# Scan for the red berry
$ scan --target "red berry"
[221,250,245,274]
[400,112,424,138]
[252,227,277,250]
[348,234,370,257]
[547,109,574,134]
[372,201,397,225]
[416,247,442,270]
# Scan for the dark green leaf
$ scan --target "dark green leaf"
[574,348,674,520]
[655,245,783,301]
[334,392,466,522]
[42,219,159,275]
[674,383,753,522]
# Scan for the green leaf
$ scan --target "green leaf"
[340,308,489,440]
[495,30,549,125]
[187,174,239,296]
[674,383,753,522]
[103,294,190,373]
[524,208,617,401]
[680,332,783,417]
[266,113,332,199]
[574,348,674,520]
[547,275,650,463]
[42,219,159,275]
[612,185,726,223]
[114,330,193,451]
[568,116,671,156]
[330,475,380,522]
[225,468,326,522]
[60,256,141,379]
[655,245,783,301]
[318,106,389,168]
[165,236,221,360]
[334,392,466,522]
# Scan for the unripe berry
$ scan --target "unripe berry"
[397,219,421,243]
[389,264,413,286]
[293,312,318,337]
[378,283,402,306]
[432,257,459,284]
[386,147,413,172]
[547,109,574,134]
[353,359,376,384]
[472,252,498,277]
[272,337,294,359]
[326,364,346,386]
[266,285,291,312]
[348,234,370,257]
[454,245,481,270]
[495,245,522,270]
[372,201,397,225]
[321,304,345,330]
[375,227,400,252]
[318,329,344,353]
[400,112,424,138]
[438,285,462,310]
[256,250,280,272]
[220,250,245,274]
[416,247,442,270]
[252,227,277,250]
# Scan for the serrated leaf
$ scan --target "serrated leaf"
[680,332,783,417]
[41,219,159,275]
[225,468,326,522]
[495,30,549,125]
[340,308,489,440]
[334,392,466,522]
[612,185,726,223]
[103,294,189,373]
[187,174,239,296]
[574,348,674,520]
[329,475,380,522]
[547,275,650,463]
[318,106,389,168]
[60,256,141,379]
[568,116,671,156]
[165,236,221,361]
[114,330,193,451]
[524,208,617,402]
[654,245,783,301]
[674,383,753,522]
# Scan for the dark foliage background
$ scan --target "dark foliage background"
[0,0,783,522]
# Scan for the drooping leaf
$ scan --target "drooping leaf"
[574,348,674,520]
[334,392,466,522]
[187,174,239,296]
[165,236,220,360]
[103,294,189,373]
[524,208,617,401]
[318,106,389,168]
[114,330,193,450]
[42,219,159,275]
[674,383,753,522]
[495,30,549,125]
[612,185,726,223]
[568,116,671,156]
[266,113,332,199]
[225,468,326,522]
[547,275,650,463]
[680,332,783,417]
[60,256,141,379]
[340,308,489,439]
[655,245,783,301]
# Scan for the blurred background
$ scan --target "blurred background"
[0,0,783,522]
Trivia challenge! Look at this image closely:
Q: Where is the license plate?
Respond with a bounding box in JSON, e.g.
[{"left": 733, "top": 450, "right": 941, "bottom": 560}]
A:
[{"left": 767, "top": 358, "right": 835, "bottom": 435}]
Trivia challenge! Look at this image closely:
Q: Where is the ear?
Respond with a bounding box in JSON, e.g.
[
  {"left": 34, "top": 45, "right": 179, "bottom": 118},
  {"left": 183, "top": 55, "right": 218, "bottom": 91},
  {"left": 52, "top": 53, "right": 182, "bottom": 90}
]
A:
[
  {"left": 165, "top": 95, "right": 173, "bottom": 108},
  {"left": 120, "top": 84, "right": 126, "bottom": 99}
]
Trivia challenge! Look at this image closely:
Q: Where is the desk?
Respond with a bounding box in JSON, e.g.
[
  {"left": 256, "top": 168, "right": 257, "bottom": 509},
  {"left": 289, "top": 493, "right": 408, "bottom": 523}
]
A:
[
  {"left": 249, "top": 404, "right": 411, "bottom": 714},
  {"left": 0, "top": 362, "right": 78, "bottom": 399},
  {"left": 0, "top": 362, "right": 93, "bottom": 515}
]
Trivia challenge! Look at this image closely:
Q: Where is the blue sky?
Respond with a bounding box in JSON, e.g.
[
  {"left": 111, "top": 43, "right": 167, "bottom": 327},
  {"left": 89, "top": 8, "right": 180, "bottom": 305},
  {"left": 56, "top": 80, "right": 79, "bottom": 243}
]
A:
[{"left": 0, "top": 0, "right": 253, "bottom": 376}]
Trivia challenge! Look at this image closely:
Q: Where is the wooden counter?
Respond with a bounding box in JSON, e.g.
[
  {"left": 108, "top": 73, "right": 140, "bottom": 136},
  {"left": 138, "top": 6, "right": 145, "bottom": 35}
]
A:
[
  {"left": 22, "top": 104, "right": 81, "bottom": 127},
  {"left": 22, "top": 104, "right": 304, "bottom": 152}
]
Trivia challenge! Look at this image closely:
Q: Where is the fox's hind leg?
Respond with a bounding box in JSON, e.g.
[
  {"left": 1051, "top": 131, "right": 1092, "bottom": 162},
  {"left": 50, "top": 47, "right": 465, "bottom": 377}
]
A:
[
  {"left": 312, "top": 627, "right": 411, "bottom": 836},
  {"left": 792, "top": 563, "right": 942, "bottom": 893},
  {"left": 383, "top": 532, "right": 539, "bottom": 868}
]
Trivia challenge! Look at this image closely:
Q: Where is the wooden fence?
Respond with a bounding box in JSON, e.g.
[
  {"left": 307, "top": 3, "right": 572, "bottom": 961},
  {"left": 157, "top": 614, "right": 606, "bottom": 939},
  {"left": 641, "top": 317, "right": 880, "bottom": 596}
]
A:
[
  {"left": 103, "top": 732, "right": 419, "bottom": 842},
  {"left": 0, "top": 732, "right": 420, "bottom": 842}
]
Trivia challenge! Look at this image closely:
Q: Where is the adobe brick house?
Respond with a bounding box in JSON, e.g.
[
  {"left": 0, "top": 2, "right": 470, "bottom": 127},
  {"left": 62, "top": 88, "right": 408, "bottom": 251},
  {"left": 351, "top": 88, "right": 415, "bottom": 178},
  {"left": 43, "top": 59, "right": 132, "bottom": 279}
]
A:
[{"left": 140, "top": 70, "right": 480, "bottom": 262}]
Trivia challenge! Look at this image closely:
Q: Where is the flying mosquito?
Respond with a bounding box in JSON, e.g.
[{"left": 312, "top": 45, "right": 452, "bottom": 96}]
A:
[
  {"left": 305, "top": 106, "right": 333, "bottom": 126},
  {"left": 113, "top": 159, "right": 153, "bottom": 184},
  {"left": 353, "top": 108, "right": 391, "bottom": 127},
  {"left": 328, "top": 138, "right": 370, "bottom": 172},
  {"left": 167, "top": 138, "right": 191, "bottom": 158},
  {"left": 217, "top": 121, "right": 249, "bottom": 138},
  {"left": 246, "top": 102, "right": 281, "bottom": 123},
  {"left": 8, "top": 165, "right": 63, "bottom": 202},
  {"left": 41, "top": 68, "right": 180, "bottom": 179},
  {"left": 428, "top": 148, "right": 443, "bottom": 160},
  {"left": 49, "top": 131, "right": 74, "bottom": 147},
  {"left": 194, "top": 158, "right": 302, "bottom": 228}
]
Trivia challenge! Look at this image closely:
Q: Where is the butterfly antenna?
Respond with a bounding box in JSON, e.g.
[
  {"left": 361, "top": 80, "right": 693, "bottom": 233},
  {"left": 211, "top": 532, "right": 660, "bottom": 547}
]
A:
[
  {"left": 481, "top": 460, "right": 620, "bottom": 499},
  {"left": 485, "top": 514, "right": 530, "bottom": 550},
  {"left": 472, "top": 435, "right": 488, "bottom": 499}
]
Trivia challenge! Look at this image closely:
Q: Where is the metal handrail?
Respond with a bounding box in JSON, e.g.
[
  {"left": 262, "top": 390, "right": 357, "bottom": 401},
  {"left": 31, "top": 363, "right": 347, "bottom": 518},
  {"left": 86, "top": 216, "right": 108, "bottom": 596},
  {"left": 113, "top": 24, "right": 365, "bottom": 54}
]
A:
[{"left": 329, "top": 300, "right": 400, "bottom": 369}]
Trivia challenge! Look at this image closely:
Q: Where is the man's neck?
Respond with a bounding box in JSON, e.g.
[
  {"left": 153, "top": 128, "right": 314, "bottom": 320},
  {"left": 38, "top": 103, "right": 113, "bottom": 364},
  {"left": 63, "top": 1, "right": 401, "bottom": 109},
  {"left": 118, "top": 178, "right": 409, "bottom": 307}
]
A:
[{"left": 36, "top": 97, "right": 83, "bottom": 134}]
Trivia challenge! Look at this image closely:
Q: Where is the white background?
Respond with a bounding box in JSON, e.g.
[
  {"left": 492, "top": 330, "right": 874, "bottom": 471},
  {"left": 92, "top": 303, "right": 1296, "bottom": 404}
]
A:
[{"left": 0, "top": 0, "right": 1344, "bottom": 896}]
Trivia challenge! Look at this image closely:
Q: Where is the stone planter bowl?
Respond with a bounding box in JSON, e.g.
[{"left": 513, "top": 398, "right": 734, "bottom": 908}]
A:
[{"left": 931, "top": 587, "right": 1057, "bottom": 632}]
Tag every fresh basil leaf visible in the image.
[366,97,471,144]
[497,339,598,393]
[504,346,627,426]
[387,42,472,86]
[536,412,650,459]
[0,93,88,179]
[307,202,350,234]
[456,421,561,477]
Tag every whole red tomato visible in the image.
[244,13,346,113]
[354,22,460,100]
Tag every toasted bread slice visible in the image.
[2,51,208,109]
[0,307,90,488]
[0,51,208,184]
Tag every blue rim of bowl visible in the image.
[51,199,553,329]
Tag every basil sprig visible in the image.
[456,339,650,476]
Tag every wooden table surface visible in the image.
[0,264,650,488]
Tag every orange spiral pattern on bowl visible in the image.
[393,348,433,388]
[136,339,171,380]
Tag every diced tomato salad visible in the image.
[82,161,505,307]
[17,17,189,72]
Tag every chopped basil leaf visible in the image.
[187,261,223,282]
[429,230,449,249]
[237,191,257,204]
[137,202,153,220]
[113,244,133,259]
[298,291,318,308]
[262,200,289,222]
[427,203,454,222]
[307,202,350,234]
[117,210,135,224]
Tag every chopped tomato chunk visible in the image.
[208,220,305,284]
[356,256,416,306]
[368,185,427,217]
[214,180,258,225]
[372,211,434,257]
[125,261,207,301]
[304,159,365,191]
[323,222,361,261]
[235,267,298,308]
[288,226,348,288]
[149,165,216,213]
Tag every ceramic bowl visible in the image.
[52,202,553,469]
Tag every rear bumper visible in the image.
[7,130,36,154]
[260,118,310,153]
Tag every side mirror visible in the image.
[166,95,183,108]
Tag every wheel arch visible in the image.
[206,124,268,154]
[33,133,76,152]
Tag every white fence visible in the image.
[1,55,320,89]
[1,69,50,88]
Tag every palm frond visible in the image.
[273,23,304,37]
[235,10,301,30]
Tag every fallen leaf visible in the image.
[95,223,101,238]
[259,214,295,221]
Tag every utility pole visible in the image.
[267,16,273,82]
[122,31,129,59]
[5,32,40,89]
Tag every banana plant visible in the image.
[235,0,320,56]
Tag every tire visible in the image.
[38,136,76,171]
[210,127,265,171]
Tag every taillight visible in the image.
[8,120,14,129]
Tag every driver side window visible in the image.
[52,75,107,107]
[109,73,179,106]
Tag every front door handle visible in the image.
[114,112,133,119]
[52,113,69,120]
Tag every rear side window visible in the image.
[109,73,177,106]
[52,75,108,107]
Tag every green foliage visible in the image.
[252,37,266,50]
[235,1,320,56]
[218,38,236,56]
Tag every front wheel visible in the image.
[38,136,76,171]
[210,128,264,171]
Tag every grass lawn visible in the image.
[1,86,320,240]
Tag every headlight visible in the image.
===============
● **WRITTEN PROBLEM**
Write out the listing lines exactly, starting with the line that contains "Tag every side mirror visible in the image." and going on through the line that contains "[235,10,301,30]".

● **TASK RESULT**
Tag every side mirror visible in the image.
[166,95,183,108]
Tag every wheel arch visible in the image.
[206,124,268,154]
[33,133,76,152]
Tag every white fence visible in the image.
[1,55,320,89]
[1,69,50,88]
Tag every palm frond visible in the image.
[273,23,304,37]
[235,10,301,30]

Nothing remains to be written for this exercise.